• **Input rows**
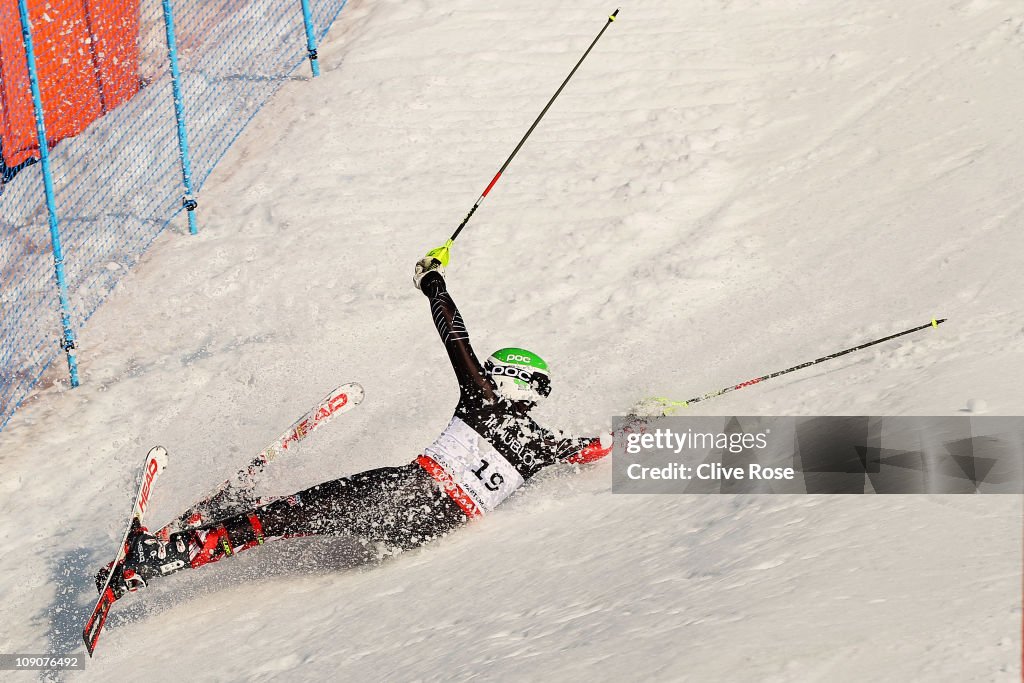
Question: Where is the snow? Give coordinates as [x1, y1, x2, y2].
[0, 0, 1024, 681]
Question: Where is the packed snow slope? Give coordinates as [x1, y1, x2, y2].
[0, 0, 1024, 681]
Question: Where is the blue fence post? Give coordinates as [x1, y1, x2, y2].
[164, 0, 199, 234]
[17, 0, 79, 387]
[302, 0, 319, 78]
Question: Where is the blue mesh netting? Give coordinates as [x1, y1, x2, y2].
[0, 0, 346, 429]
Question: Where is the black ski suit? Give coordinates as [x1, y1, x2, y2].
[171, 272, 610, 567]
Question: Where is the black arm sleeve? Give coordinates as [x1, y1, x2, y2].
[420, 272, 498, 402]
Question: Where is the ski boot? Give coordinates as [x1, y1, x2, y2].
[96, 522, 189, 599]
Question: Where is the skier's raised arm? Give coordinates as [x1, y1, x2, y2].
[413, 257, 498, 402]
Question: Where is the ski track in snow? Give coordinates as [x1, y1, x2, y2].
[0, 0, 1024, 681]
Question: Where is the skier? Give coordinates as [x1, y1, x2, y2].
[96, 255, 611, 598]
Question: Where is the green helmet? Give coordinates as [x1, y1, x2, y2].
[483, 347, 551, 403]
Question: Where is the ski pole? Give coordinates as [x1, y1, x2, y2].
[641, 317, 946, 415]
[427, 8, 621, 265]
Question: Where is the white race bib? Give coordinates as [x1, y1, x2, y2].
[424, 417, 523, 512]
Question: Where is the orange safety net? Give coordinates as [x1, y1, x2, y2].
[0, 0, 139, 167]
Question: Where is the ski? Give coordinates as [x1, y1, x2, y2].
[157, 382, 364, 539]
[82, 445, 167, 657]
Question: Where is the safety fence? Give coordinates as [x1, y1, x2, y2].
[0, 0, 346, 429]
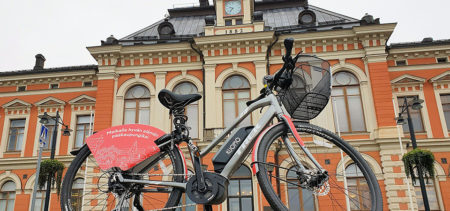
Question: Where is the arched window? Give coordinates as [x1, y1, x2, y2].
[222, 75, 250, 127]
[228, 165, 253, 211]
[123, 85, 150, 125]
[345, 163, 371, 210]
[34, 183, 47, 211]
[331, 72, 366, 132]
[0, 181, 16, 211]
[286, 166, 315, 211]
[72, 178, 84, 210]
[173, 82, 198, 138]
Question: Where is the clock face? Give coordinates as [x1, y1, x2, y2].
[225, 0, 242, 15]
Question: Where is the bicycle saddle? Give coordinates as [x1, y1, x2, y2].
[158, 89, 202, 109]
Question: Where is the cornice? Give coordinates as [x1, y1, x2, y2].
[0, 87, 97, 97]
[0, 70, 96, 86]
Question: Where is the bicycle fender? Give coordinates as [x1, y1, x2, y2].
[252, 122, 282, 175]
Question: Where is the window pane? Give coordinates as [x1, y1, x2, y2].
[223, 101, 236, 127]
[241, 198, 253, 211]
[302, 189, 314, 211]
[124, 110, 136, 124]
[125, 101, 136, 108]
[348, 95, 366, 131]
[240, 180, 252, 196]
[139, 109, 150, 125]
[186, 104, 198, 138]
[228, 180, 239, 196]
[333, 97, 349, 132]
[228, 198, 239, 211]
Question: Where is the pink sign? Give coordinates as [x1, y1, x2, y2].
[86, 124, 165, 171]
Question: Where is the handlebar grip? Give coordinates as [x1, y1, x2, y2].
[284, 38, 294, 58]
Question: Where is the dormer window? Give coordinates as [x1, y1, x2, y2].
[298, 10, 316, 25]
[158, 19, 175, 38]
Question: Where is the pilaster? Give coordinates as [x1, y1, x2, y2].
[380, 139, 417, 210]
[155, 72, 170, 132]
[204, 64, 218, 129]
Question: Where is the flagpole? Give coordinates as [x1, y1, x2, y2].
[31, 126, 44, 211]
[392, 98, 414, 210]
[333, 98, 350, 211]
[81, 110, 93, 211]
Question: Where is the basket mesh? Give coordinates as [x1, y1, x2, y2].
[278, 55, 331, 120]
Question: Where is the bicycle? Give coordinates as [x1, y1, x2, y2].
[61, 39, 383, 211]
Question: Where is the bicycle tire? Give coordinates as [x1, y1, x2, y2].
[254, 121, 383, 211]
[60, 145, 184, 211]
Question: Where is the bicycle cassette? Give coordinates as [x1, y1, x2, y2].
[186, 172, 229, 204]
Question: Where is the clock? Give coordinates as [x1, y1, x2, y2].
[225, 0, 242, 16]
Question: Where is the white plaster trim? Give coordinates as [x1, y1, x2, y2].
[214, 67, 258, 127]
[0, 114, 30, 158]
[34, 97, 66, 107]
[336, 153, 384, 182]
[392, 90, 433, 138]
[0, 171, 22, 194]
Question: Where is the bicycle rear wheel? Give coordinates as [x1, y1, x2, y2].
[60, 146, 184, 211]
[254, 122, 383, 211]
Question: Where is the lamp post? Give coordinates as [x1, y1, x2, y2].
[396, 97, 430, 211]
[38, 111, 72, 211]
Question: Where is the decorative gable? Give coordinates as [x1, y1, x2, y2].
[34, 97, 66, 113]
[69, 95, 96, 110]
[430, 70, 450, 89]
[2, 99, 32, 114]
[391, 74, 426, 92]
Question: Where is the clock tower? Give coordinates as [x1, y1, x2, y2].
[205, 0, 264, 36]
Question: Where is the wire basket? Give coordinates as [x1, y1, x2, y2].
[278, 55, 331, 120]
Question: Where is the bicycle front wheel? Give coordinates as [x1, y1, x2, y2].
[254, 121, 383, 211]
[60, 146, 184, 211]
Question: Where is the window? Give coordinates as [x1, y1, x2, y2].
[17, 86, 27, 92]
[397, 96, 424, 133]
[395, 60, 406, 66]
[413, 177, 440, 210]
[222, 75, 250, 127]
[441, 94, 450, 131]
[436, 57, 447, 63]
[34, 190, 47, 211]
[83, 81, 92, 87]
[286, 166, 315, 211]
[173, 82, 198, 138]
[331, 72, 366, 132]
[345, 163, 371, 210]
[123, 85, 150, 125]
[71, 178, 84, 210]
[7, 119, 25, 151]
[228, 165, 253, 211]
[42, 118, 55, 150]
[0, 181, 16, 211]
[74, 115, 94, 148]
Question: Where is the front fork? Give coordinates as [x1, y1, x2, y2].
[281, 115, 326, 173]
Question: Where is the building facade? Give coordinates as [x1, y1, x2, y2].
[0, 0, 450, 211]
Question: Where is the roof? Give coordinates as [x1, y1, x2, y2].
[389, 38, 450, 49]
[0, 65, 98, 77]
[119, 4, 359, 42]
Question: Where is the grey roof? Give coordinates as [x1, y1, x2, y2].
[119, 5, 359, 41]
[0, 65, 98, 77]
[389, 38, 450, 49]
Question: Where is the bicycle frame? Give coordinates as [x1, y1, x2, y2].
[120, 93, 323, 189]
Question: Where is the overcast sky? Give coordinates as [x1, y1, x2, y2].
[0, 0, 450, 71]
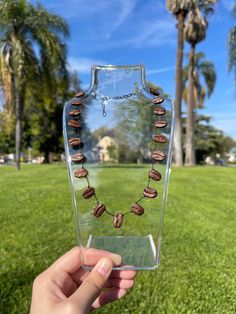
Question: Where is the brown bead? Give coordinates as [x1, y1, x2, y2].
[153, 134, 167, 144]
[71, 99, 82, 106]
[155, 120, 167, 129]
[75, 91, 85, 98]
[131, 203, 144, 216]
[68, 137, 83, 148]
[71, 153, 86, 163]
[69, 109, 81, 117]
[74, 168, 88, 179]
[113, 213, 124, 228]
[152, 97, 165, 105]
[149, 88, 161, 96]
[68, 120, 80, 129]
[82, 186, 95, 199]
[93, 204, 106, 218]
[152, 150, 166, 161]
[143, 187, 157, 198]
[148, 169, 161, 181]
[153, 107, 166, 116]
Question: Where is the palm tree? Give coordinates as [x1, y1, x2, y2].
[183, 52, 216, 166]
[183, 52, 216, 110]
[227, 4, 236, 84]
[185, 7, 207, 166]
[184, 0, 217, 166]
[0, 0, 69, 169]
[166, 0, 194, 166]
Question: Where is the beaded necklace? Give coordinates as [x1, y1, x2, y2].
[68, 88, 167, 228]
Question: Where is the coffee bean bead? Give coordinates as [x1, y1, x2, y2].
[113, 213, 124, 228]
[148, 169, 161, 181]
[74, 168, 88, 179]
[152, 97, 165, 105]
[93, 204, 106, 218]
[82, 186, 95, 199]
[131, 203, 144, 216]
[152, 150, 166, 161]
[155, 120, 167, 129]
[153, 107, 166, 116]
[69, 109, 81, 117]
[68, 137, 83, 148]
[149, 88, 161, 96]
[75, 91, 85, 98]
[153, 134, 167, 144]
[68, 120, 80, 129]
[71, 99, 82, 106]
[143, 187, 157, 198]
[71, 153, 86, 163]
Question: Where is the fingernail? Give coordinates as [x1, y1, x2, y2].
[94, 258, 112, 276]
[111, 253, 122, 266]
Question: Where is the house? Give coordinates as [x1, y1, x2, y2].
[96, 136, 117, 162]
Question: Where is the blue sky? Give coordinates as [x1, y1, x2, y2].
[32, 0, 236, 139]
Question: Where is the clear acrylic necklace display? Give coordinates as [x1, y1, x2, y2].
[63, 65, 174, 270]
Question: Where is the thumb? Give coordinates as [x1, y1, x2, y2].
[70, 258, 113, 313]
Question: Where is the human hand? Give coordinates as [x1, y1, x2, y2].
[30, 247, 136, 314]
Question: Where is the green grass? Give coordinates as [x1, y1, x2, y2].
[0, 165, 236, 314]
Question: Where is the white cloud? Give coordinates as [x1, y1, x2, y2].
[146, 66, 175, 75]
[68, 57, 107, 74]
[222, 0, 235, 11]
[212, 111, 236, 139]
[94, 18, 176, 50]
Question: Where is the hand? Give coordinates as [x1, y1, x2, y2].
[30, 247, 136, 314]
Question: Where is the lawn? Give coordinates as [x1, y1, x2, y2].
[0, 165, 236, 314]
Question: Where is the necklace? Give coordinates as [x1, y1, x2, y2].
[68, 88, 167, 228]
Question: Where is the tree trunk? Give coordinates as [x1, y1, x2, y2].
[185, 45, 196, 166]
[174, 12, 184, 166]
[43, 150, 50, 164]
[15, 90, 23, 170]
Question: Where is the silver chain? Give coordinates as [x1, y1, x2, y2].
[93, 90, 143, 117]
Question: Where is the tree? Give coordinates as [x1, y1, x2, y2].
[166, 0, 193, 166]
[227, 4, 236, 84]
[184, 0, 216, 166]
[0, 0, 69, 169]
[183, 114, 236, 164]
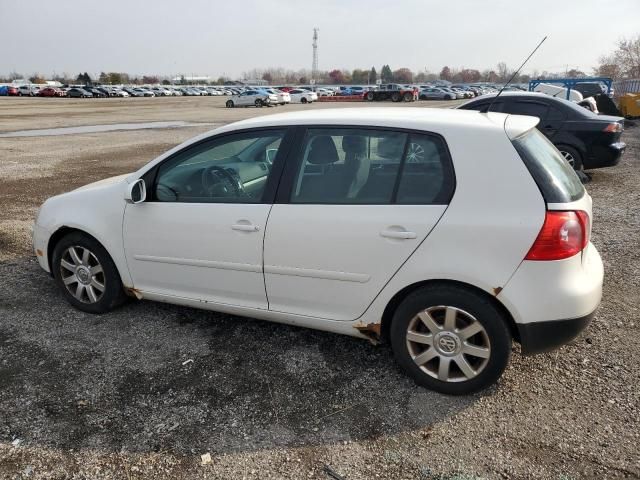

• **What you should do**
Can you give the records from the line containing "Question: Where is the dormer" through the line containing "[60, 145, 184, 211]" as a two-column CSV with the columns text and answer? Use one row per record, put each field in quotes, and turn any line breaks into spaces.

• **Exercise answer**
text,answer
"Question: Where is the dormer window? Give coordinates as [x1, y1, x2, y2].","[298, 10, 316, 25] [158, 19, 175, 38]"
"Question: Where is the pilaster? Give coordinates as [x1, y1, x2, y2].","[380, 139, 417, 210] [155, 72, 170, 132] [204, 64, 218, 129]"
"Question: Where is the flagpole? Give coordinates as [x1, y1, x2, y2].","[31, 126, 44, 211] [392, 98, 414, 210] [333, 98, 350, 211] [81, 110, 93, 211]"
"Question: Where is the basket mesh? Give coordinates as [x1, y1, x2, y2].","[278, 55, 331, 120]"
"Question: Where is the bicycle? Give coordinates as [x1, y1, x2, y2].","[61, 39, 383, 211]"
"Question: Where is the bicycle tire? Give coordinates as [x1, y1, x2, y2].","[254, 121, 383, 211] [60, 145, 184, 211]"